Text under study:
=== Begin Enclosure ===
GSIB Method 2 Fixed Coefficients Must Be Adjusted for Economic Growth

On November 11, the Financial Stability Board (FSB) in consultation with the Basel Committee on Banking Supervision (BCBS) published its annual updated list of banks identified as global systemically important banks (GSIBs) and their corresponding capital buffer surcharge. Most notably, the updated list of GSIBs showed that three U.S. banks had moved to a lower surcharge bucket under the methodology developed by the BCBS. The Federal Reserve’s own GSIB methodology, however, shows the opposite trend. As of 3Q20, five U.S. GSIBs are in a higher surcharge bucket, in large part because of the effect of the pandemic on the systemic footprint of U.S. banks. To relieve some of the upward pressure on systemic scores of domestic GSIBs, which is due in part to the expansion of the Fed’s balance sheet, the Federal Reserve could deflate the score of each GSIB by the amount of trend economic growth that has occurred since the surcharges were initiated. We show that undertaking such an adjustment would lower GSIB scores approximately 15 percent. This adjustment would reduce year-end pressures, lessen the need for banks to take actions to lower their scores this year or next, and allow them to deploy their excess capital to support lending to businesses and households during the recovery.
=== End Enclosure ===
Using the information:
A. List every organization named in the GSIB surcharge piece.
B. According to the GSIB surcharge piece, by about how much would deflating scores for trend economic growth lower GSIB scores?
C. Please pick up the GSIB surcharge piece after its final sentence and carry it forward.

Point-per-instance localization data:
=== Begin Enclosure ===
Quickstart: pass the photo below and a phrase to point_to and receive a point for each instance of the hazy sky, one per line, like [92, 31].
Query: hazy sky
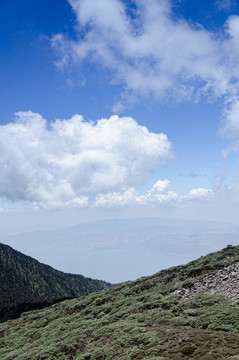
[113, 108]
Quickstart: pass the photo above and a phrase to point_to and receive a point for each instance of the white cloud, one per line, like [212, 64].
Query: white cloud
[68, 162]
[159, 195]
[154, 53]
[200, 194]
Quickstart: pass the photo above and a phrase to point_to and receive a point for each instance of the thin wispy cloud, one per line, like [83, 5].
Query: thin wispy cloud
[153, 53]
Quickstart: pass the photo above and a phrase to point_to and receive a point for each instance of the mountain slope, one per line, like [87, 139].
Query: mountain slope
[25, 283]
[146, 319]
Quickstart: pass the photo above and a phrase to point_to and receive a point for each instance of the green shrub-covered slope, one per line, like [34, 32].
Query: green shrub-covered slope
[144, 319]
[25, 283]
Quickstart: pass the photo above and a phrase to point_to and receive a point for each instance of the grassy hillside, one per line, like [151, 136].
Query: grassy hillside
[145, 319]
[25, 283]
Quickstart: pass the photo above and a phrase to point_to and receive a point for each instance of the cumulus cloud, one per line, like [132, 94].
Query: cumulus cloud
[71, 161]
[159, 195]
[152, 52]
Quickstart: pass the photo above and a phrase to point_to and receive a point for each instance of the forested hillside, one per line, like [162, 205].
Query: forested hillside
[25, 283]
[178, 313]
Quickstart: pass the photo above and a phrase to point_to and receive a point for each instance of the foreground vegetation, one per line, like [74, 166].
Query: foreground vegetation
[144, 319]
[26, 284]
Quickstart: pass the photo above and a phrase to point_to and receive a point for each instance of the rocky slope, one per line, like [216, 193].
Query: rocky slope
[147, 319]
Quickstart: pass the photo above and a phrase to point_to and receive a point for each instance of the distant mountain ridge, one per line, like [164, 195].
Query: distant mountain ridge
[25, 283]
[184, 312]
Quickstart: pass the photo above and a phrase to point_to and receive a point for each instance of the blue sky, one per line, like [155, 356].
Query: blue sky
[167, 71]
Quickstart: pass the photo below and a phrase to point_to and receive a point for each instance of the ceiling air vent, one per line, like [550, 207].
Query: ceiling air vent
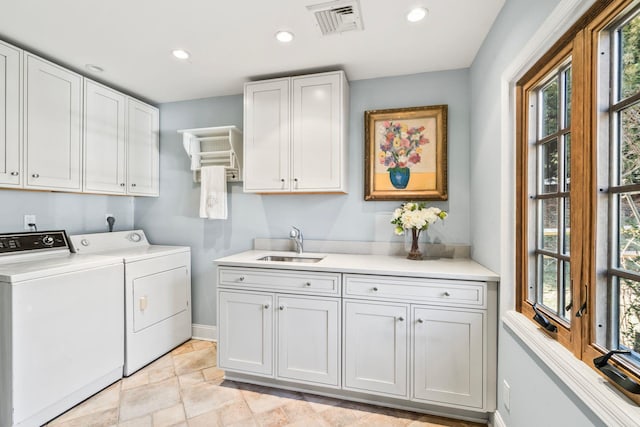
=== End Enclosure ===
Your responses:
A.
Financial Stability Board (FSB)
Basel Committee on Banking Supervision (BCBS)
Federal Reserve

B. Approximately 15 percent.

C.
A QUICK PRIMER ON THE GSIB SURCHARGE METHODOLOGY

The GSIB surcharge is another capital buffer that U.S. GSIBs are required to hold, over and above their risk-based capital requirements and other capital buffers. Under the BCBS methodology (“Method 1”), banks are identified as GSIBs based on their “systemic indicator” scores across five categories: (i) size, (ii) interconnectedness, (iii) substitutability, (iv) complexity, and (v) cross-jurisdictional activity. The score of each indicator is calculated by dividing each bank’s indicator score by the contemporaneous aggregate amount of that indicator across all banks in the GSIB sample.[1] Each indicator score is then given an equal weight, and they are summed to create the aggregate score. Both in the U.S. and abroad, banks with an aggregate score of 130 points or greater under this methodology would be identified as a GSIB. The minimum capital surcharge is 1 percent of risk-weighted assets and increases in increments of 0.5 percent for each 100-point increase in the score.

In addition to the BCBS methodology, the Federal Reserve Board developed its own methodology (“Method 2”) to calibrate the capital surcharge of domestic GSIBs. Specifically, U.S. GSIBs are required to calculate their applicable surcharge under both Method 1 and Method 2, and a bank must hold capital based on the higher of the two results. Currently, all U.S. GSIBs have Method 2 surcharges greater than or equal to their Method 1 surcharge and are therefore bound by Method 2, which departs in several important ways from Method 1:

  • Method 2 relies on fixed aggregate global indicators instead of using indicators that are updated annually.
  • Method 2 replaces the substitutability indicator with a measure of a bank’s use of weighted short-term wholesale funding (wSTWF) out of financial stability concerns from reliance on wSTWF during periods of stress.
  • The calibration of Method 2 is intentionally higher than Method 1, based on the mapping of aggregate indicator scores to surcharge buckets.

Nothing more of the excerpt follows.